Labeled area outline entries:
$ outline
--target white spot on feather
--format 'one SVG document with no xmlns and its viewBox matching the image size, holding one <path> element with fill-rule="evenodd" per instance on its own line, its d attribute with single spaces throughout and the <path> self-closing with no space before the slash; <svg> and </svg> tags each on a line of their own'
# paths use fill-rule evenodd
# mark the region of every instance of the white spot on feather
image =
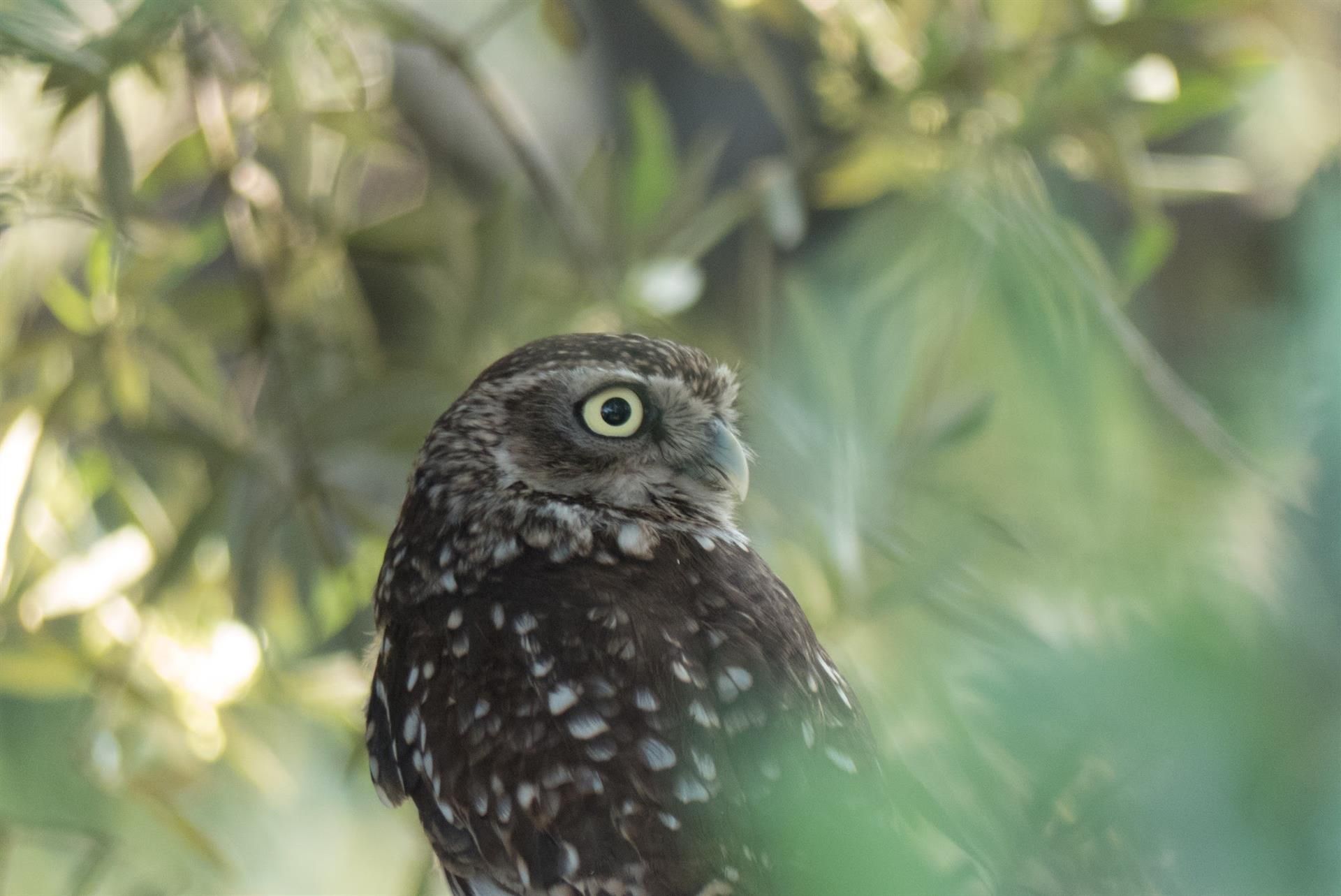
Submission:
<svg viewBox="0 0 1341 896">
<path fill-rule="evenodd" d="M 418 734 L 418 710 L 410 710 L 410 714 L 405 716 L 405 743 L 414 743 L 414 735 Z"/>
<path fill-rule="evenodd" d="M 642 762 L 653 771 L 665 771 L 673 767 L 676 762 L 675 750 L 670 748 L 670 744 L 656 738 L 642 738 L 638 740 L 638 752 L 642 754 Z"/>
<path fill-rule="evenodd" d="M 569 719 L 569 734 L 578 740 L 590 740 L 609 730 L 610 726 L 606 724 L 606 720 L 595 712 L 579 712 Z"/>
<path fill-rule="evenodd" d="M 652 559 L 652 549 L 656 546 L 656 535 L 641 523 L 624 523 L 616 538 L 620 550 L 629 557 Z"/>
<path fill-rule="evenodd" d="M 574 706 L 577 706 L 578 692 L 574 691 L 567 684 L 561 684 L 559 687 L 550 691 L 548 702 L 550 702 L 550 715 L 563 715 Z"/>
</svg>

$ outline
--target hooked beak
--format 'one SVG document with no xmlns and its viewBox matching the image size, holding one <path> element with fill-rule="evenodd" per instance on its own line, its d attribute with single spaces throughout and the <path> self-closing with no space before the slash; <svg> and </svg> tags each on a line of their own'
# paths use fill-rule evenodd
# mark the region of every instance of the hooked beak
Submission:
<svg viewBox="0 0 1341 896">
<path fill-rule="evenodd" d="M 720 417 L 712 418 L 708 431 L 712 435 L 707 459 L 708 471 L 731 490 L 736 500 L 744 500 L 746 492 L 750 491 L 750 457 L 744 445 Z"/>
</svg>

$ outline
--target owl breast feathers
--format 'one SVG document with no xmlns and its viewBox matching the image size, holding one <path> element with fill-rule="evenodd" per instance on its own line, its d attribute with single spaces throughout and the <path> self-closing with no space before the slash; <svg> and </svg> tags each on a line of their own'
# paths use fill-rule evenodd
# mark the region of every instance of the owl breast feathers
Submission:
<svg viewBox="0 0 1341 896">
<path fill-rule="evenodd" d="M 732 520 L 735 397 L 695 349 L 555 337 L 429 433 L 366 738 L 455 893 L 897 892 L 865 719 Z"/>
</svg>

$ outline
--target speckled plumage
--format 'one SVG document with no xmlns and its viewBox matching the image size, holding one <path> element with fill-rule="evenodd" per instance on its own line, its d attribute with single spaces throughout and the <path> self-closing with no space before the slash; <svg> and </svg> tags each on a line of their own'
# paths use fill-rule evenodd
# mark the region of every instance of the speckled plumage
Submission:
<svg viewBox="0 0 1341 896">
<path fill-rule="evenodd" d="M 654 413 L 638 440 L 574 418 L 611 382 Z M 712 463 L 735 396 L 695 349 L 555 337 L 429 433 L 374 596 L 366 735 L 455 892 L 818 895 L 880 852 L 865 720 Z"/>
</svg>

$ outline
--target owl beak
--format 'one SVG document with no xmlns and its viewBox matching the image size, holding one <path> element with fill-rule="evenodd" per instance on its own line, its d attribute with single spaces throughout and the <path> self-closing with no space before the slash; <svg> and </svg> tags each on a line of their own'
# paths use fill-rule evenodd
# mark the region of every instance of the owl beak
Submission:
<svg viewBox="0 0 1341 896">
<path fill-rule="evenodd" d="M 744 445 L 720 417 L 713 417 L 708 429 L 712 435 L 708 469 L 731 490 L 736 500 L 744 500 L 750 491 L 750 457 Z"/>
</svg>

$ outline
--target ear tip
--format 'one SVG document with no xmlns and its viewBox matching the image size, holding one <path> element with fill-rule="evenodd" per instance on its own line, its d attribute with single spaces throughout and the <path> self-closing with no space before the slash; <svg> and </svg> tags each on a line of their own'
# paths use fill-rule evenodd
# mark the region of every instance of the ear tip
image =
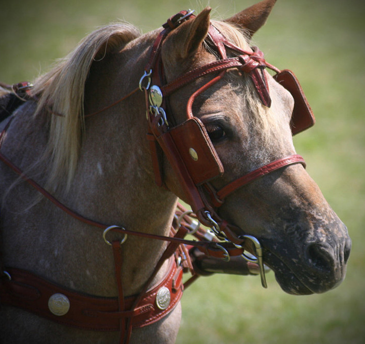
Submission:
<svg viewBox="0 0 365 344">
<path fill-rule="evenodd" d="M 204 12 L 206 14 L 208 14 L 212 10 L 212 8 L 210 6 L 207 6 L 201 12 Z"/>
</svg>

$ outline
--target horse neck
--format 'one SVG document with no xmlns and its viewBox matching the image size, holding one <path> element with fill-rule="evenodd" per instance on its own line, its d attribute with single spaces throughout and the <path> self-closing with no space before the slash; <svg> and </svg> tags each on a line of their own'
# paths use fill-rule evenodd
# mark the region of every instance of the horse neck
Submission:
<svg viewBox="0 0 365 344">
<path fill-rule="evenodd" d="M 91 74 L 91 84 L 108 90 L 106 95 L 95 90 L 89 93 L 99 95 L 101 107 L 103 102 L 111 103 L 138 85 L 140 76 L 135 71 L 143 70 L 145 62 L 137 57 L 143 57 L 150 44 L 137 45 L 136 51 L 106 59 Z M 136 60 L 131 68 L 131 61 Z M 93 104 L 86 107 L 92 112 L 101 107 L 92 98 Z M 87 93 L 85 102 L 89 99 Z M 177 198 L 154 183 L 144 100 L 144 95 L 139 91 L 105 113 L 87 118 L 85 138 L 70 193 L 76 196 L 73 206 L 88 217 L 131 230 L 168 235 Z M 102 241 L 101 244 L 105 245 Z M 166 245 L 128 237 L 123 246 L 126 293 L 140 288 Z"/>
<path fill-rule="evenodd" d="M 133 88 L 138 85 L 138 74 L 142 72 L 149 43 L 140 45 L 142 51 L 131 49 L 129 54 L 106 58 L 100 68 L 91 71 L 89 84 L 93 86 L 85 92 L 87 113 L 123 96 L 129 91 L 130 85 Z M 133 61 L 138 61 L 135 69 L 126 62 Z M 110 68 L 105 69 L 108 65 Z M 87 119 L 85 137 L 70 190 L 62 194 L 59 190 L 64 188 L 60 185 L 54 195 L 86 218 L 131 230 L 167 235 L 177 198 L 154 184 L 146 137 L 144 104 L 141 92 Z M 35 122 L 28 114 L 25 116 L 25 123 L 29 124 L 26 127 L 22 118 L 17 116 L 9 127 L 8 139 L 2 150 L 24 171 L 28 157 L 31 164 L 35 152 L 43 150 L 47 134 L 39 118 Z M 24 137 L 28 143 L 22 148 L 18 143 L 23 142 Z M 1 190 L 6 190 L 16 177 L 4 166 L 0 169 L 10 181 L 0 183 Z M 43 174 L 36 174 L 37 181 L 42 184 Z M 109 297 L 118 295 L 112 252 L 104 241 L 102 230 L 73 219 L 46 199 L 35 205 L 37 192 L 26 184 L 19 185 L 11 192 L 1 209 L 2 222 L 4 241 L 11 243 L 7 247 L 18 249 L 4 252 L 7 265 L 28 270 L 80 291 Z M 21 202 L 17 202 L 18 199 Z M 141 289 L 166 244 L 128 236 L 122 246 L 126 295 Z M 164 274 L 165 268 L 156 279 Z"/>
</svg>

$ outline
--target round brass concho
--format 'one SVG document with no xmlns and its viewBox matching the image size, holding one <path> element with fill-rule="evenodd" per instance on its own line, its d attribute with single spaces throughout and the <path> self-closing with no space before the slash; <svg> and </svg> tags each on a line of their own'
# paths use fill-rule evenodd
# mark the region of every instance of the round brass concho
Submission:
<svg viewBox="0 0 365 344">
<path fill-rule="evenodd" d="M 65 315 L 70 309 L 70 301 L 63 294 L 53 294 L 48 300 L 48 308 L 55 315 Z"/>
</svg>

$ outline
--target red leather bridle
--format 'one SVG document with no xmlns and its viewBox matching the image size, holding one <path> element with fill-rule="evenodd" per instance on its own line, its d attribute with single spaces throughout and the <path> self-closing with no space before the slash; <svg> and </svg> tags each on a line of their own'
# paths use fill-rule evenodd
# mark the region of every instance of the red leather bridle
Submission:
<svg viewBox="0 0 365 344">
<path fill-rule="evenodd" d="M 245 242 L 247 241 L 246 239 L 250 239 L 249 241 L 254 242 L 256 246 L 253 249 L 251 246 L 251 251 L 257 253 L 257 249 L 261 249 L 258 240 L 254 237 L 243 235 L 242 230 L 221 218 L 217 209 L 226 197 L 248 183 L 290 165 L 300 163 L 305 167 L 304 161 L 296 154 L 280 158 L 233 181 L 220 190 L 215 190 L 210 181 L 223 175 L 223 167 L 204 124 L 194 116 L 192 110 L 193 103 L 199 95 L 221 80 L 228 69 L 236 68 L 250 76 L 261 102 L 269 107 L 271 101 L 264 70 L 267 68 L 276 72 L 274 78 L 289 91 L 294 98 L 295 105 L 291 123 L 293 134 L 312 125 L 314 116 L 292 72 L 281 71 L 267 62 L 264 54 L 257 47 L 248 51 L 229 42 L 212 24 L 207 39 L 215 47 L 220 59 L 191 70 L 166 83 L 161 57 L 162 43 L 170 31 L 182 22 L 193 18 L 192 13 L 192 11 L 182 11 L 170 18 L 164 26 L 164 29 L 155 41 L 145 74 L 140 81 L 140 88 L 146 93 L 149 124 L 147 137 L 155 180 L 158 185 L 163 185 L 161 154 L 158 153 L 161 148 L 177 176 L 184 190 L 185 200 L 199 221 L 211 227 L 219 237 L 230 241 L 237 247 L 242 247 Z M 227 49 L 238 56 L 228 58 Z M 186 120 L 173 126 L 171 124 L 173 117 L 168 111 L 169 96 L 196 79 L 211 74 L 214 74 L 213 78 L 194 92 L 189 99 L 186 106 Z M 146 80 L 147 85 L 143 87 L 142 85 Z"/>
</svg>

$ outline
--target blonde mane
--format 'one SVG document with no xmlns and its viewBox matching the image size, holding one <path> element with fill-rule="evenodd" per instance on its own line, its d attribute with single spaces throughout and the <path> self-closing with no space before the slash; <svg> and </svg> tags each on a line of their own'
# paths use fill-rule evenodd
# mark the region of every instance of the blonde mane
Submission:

=== REQUIREMENTS ===
Which lines of the data above contain the string "speckled"? Show each of those lines in full, and treat uppercase and lowercase letters as different.

=== RESPONSE TO THE TASK ===
--target speckled plumage
# mark the region of every instance of the speckled plumage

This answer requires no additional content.